Tâches à réaliser:
**1.** D'après le passage sur le film Napoléon, quel réalisateur a tourné ce film ?
**2.** Reproduisez tel quel, dans le passage sur le film Napoléon, tout ce qui va de « Le film Napoléon » jusqu'à « ment par omission. ».

Passage extrait:
****

Le film Napoléon est tellement éloigné de la vérité historique que ça donne le vertige ! Voici les faits omis et altérés par Ridley Scott

Il est toujours délicat pour un réalisateur de porter sur grand écran l’Histoire avec un grand H. Réaliser un film historique consiste en une succession (consciente ou non) de choix. Les éléments montrés, mais aussi ceux altérés, fantasmés, inventés, voire occultés, donnent une vision “contemporaine” du passé et d’une certaine manière le réécrivent. Salués par la critique et aimés du grand public, Bohemian Rhapsody (2018), Gladiator (2000) et bien entendu Braveheart (1995) sont des exemples marquants de l’impact du 7e Art sur notre perception de l’Histoire. Napoléon (2023) est même plus pernicieux. Le film réalisé par Ridley Scott avec Joaquin Phoenix prend des libertés avec la réalité historique et ment par omission.

****

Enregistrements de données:
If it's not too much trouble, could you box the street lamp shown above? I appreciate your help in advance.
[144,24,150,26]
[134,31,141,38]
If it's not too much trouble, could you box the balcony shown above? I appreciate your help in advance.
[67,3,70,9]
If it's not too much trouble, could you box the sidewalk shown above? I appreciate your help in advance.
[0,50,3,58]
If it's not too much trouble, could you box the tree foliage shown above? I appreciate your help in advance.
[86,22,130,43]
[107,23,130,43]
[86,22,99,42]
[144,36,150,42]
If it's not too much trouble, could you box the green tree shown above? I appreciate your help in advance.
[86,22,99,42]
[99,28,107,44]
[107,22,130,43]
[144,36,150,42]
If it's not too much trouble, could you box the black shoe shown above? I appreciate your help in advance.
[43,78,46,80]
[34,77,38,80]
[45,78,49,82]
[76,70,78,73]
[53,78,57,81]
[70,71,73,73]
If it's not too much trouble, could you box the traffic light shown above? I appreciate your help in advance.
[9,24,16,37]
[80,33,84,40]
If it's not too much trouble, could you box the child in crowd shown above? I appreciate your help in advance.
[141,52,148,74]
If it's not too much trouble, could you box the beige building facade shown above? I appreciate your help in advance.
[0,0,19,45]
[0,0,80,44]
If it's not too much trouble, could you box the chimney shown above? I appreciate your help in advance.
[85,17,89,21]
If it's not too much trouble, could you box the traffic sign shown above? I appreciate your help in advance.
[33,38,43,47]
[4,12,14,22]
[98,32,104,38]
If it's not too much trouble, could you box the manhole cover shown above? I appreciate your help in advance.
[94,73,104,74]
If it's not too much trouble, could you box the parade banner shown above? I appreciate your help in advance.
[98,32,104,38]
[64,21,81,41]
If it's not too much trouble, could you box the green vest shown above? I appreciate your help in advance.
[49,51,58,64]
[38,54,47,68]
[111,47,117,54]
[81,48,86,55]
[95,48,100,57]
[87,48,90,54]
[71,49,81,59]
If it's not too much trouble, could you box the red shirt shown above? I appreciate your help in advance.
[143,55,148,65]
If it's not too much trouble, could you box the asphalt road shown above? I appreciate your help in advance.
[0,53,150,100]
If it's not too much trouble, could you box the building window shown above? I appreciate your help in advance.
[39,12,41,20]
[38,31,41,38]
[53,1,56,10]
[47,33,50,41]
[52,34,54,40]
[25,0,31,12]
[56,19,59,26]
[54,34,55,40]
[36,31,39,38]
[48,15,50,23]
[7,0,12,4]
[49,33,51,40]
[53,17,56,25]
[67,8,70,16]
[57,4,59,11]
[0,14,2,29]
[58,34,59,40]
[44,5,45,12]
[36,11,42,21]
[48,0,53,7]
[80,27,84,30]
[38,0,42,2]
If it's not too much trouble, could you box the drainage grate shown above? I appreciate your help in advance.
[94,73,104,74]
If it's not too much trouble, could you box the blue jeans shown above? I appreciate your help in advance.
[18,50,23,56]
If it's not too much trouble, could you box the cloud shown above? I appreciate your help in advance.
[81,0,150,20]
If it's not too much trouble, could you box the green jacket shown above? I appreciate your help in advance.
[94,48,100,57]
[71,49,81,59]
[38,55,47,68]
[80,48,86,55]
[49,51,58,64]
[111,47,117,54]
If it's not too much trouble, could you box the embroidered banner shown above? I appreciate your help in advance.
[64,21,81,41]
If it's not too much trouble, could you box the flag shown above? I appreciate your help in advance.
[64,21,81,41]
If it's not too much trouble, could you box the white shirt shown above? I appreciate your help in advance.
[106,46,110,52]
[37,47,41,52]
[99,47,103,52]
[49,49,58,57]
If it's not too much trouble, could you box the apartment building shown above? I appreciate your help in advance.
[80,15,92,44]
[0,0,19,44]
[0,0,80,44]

****

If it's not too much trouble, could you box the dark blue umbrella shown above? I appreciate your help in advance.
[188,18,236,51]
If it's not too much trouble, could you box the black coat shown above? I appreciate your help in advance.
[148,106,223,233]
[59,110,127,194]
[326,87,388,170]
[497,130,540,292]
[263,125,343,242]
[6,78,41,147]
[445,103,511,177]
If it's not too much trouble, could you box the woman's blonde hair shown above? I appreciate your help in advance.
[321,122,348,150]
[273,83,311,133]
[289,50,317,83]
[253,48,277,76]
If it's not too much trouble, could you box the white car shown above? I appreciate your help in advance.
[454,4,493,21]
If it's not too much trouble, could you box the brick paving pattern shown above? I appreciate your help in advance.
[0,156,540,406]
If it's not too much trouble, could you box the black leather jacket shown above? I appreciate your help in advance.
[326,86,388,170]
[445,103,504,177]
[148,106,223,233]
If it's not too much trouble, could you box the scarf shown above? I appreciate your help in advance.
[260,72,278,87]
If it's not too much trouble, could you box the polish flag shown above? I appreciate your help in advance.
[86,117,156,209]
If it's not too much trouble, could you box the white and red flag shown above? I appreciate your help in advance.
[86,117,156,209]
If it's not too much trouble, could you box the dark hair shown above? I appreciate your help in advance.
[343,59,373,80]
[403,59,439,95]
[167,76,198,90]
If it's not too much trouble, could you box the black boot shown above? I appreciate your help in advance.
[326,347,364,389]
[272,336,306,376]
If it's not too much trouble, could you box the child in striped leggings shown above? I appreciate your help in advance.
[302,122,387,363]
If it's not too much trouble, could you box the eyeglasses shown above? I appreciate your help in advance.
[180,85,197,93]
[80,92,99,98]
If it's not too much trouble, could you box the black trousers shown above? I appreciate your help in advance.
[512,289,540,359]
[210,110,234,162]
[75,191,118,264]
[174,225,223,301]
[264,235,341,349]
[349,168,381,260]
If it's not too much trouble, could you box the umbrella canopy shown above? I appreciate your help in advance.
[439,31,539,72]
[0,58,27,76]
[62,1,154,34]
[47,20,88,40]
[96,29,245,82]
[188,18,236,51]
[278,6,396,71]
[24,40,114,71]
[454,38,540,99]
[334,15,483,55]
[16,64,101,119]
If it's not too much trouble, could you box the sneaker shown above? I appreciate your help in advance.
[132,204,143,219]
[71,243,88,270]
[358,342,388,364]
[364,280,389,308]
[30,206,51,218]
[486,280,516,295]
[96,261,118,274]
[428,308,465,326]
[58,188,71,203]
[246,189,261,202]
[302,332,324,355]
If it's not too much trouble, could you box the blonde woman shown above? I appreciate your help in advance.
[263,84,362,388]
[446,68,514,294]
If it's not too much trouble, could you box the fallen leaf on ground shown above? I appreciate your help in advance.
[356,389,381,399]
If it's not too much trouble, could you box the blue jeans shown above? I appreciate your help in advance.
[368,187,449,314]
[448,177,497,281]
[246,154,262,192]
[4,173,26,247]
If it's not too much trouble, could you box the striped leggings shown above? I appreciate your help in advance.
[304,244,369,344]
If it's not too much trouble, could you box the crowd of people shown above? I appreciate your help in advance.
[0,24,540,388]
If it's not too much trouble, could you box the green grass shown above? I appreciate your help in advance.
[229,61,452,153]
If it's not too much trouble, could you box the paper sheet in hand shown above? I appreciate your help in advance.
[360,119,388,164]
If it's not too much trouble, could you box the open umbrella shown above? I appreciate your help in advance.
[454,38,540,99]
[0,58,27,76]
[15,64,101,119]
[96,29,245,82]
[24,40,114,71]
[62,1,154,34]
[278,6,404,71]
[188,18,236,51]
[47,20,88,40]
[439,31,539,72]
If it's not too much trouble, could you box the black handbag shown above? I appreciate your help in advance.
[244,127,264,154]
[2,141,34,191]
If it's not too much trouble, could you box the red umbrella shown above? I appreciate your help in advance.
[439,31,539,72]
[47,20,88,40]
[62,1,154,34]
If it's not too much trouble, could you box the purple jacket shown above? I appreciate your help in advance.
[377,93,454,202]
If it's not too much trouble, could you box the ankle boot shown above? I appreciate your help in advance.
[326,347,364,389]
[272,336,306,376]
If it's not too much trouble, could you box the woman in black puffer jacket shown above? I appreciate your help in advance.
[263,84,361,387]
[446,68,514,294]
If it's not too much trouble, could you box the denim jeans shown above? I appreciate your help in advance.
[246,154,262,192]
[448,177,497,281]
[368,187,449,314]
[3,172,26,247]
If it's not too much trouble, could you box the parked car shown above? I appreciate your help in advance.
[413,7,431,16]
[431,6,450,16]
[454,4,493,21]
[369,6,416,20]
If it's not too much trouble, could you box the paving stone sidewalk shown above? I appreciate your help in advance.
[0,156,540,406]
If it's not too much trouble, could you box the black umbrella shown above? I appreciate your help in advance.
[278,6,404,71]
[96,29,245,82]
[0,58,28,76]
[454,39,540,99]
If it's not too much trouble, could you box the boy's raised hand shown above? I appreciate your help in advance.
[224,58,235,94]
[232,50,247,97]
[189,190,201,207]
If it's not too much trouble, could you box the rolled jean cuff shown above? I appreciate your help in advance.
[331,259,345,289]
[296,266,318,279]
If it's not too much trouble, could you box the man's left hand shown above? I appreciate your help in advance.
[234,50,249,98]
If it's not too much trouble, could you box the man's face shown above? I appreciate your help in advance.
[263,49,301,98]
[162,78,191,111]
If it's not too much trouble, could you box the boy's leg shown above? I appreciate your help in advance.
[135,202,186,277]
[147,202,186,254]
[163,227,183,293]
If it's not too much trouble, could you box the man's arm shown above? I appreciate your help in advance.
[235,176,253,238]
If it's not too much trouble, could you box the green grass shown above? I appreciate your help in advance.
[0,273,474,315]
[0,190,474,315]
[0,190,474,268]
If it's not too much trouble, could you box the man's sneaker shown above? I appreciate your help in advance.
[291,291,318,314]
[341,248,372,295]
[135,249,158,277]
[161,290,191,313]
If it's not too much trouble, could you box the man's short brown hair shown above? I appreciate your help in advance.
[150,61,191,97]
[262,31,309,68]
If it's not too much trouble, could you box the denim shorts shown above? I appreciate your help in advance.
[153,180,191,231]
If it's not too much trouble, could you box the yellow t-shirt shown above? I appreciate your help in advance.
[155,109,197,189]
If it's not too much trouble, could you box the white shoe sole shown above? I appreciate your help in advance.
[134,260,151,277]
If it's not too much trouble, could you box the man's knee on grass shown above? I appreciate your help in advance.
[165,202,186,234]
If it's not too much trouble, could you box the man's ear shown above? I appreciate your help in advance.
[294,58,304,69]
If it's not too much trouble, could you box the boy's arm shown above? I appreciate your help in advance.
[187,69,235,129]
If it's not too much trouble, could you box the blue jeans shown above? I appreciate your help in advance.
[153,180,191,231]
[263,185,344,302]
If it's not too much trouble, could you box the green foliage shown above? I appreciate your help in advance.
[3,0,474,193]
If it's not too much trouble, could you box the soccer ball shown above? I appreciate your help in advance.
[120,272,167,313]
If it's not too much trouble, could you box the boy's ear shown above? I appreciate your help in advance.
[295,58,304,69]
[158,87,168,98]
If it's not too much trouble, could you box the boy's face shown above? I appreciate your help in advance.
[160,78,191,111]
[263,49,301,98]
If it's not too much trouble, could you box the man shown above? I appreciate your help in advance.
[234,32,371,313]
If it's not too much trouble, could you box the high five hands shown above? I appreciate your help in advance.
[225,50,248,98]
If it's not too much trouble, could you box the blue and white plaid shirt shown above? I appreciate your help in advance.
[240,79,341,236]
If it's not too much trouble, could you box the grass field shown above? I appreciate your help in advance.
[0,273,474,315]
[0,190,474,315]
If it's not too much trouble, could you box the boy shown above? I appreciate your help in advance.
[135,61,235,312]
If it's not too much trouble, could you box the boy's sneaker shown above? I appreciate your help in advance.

****

Réponses par tâche:
**1.** Ridley Scott.

**2.**
Le film Napoléon est tellement éloigné de la vérité historique que ça donne le vertige ! Voici les faits omis et altérés par Ridley Scott

Il est toujours délicat pour un réalisateur de porter sur grand écran l’Histoire avec un grand H. Réaliser un film historique consiste en une succession (consciente ou non) de choix. Les éléments montrés, mais aussi ceux altérés, fantasmés, inventés, voire occultés, donnent une vision “contemporaine” du passé et d’une certaine manière le réécrivent. Salués par la critique et aimés du grand public, Bohemian Rhapsody (2018), Gladiator (2000) et bien entendu Braveheart (1995) sont des exemples marquants de l’impact du 7e Art sur notre perception de l’Histoire. Napoléon (2023) est même plus pernicieux. Le film réalisé par Ridley Scott avec Joaquin Phoenix prend des libertés avec la réalité historique et ment par omission.